### Problem to work on
Keep every line in which "instance" occurs and drop the rest of the data.

### Material for this task
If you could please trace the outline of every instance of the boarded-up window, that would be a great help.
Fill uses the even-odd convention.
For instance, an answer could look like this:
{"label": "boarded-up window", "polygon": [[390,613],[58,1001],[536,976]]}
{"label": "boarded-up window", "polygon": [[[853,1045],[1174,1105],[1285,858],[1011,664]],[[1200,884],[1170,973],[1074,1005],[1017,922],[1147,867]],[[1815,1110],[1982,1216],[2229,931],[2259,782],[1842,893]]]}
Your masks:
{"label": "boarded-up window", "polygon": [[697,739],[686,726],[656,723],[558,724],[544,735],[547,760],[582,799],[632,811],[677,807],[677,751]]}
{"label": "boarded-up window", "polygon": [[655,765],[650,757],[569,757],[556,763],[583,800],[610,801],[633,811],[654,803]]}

### Solution
If you could please trace the outline of every instance of the boarded-up window, that would be a great help.
For instance, an answer could look like this:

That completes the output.